IHRE AUFGABE: Filtern Sie das nachstehende Material und geben Sie jede Zeile wieder, die das Wort "dark" enthält. Achten Sie dabei auf Groß- und Kleinschreibung.
═══ DATENSATZEINTRÄGE ═══
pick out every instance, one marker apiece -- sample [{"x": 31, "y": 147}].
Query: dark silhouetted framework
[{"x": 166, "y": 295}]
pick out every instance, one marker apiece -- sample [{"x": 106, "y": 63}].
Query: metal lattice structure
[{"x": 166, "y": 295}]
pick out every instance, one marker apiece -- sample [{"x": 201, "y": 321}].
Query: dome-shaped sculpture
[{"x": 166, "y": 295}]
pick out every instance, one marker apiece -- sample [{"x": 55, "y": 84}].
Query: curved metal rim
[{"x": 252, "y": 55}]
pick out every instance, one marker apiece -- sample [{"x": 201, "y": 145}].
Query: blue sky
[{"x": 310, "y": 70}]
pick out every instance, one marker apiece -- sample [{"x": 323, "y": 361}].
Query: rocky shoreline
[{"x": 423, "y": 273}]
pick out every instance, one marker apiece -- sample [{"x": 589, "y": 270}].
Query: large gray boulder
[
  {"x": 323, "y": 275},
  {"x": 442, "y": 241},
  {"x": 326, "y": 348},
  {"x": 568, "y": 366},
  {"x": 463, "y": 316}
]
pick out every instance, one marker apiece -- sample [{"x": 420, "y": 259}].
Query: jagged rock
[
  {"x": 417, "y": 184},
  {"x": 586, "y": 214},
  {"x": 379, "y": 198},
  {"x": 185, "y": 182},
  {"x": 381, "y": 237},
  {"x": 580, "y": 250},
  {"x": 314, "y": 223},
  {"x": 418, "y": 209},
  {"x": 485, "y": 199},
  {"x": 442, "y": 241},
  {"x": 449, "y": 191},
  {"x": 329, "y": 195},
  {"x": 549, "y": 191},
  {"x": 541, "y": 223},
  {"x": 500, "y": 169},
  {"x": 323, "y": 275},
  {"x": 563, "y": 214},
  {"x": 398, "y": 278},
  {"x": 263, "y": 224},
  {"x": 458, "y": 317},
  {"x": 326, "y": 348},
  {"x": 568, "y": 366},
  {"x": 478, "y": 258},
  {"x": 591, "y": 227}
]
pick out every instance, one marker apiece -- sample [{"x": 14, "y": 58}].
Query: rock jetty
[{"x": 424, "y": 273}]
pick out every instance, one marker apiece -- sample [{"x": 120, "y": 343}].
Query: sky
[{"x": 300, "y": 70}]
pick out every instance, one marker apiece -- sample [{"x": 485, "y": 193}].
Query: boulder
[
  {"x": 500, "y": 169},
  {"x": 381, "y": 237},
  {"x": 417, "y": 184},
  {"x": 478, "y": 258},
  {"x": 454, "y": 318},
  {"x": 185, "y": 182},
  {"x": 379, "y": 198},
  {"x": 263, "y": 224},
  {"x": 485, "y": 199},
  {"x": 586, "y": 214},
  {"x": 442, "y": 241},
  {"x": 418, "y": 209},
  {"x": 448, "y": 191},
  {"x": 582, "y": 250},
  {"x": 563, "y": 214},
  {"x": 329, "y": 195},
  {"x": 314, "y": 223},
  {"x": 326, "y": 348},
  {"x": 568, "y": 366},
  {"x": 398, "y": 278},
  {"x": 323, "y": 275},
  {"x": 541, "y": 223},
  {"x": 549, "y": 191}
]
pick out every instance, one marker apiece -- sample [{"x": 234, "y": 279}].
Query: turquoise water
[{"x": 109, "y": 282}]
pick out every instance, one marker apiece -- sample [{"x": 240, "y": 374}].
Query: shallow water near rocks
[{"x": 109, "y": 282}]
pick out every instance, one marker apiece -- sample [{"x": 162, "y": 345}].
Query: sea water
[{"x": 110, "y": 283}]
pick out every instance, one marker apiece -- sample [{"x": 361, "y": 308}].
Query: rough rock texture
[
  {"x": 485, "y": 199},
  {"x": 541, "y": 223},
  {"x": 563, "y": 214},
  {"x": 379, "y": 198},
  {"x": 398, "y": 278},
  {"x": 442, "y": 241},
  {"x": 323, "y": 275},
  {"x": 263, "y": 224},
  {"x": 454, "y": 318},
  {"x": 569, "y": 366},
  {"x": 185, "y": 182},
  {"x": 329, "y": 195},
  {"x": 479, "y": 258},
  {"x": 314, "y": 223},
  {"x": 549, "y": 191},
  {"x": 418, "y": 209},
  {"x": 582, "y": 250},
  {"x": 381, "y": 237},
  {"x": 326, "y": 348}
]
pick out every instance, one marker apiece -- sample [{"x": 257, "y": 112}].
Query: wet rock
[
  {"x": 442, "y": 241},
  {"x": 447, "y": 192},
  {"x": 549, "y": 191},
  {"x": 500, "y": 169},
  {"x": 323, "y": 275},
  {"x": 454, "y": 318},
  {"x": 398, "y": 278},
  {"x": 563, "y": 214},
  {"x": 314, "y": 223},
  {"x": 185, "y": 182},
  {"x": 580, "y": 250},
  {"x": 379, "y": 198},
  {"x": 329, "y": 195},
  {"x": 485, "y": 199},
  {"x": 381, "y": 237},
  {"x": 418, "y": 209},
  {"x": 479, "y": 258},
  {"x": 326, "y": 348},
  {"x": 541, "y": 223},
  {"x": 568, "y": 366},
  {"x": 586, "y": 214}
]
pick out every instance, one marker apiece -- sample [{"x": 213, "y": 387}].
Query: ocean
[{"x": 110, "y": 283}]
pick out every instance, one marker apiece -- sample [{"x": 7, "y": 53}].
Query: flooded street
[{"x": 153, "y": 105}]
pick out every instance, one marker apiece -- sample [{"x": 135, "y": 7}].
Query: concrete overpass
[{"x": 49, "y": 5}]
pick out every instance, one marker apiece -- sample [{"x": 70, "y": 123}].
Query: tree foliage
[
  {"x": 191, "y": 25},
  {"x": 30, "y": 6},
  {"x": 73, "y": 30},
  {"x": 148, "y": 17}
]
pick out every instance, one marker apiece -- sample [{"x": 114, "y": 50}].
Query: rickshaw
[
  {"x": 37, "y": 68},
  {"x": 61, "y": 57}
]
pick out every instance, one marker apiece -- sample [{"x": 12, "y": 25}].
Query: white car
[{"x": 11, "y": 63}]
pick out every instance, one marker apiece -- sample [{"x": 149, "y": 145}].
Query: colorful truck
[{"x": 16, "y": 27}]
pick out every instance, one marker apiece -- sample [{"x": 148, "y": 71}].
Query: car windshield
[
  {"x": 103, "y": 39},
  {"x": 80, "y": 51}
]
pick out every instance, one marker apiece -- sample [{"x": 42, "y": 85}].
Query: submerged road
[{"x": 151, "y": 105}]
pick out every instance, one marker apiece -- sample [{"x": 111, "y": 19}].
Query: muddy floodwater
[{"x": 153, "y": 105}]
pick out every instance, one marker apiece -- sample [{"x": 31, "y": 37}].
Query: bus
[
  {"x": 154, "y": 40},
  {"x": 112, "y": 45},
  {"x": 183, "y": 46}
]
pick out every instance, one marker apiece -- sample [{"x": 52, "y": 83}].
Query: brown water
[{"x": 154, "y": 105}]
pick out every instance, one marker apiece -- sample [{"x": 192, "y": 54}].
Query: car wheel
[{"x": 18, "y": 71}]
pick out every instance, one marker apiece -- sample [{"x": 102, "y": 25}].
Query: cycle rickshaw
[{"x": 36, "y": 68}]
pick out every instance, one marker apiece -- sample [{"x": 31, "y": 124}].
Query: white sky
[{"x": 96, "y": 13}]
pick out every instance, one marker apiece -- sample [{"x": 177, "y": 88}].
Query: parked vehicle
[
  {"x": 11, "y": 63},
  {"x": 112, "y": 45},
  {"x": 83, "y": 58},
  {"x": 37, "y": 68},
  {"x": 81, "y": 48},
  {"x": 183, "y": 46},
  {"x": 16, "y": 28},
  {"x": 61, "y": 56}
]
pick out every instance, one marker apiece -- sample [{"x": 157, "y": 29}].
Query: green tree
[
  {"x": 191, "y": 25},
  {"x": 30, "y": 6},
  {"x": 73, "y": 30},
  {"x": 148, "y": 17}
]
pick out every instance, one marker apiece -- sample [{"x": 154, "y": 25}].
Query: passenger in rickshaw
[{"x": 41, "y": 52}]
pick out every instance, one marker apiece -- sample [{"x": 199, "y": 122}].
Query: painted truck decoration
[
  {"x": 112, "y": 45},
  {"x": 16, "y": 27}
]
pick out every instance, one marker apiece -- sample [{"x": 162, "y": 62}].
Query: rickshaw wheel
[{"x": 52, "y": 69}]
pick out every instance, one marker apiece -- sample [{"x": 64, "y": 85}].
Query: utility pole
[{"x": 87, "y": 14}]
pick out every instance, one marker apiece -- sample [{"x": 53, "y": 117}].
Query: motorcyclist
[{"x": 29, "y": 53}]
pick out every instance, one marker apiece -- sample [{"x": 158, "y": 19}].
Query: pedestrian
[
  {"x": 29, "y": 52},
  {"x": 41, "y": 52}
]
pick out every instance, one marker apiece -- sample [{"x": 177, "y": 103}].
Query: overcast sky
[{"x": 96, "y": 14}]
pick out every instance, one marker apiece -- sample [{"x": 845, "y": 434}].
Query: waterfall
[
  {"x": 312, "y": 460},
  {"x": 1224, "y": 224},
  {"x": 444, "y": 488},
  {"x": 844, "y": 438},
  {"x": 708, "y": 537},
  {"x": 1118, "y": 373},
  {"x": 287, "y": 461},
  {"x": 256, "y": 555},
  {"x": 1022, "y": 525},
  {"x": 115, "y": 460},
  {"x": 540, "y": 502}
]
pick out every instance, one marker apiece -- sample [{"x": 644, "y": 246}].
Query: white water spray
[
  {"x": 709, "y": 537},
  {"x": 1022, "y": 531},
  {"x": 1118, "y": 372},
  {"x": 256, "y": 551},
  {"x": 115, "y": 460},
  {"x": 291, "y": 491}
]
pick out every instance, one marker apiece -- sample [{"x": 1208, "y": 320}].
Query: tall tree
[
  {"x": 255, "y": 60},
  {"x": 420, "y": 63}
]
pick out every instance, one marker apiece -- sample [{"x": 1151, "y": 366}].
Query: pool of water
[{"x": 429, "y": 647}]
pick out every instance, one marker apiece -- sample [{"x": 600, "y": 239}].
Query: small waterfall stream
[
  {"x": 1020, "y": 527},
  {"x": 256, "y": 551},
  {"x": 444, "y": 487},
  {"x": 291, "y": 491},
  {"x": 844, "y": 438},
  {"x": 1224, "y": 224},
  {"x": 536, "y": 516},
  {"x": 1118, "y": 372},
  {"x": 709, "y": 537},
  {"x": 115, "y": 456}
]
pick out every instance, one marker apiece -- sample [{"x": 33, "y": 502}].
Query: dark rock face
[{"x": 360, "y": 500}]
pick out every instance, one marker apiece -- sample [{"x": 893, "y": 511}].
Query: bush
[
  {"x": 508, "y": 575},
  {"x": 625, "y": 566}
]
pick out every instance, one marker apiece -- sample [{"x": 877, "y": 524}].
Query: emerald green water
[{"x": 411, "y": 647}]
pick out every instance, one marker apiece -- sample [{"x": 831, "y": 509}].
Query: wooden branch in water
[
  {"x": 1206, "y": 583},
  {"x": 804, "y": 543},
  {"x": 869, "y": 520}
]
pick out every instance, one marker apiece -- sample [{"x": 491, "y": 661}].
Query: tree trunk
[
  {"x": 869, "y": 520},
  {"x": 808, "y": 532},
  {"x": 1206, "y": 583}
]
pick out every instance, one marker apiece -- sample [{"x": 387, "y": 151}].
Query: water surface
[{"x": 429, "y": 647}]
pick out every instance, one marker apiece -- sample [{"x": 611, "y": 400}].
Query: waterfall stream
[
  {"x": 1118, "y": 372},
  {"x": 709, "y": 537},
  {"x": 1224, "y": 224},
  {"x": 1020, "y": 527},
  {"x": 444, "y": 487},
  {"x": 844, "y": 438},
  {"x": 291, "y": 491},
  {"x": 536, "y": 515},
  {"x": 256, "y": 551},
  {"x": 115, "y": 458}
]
═══
ANTWORT:
Query: dark silhouetted framework
Query: dark rock face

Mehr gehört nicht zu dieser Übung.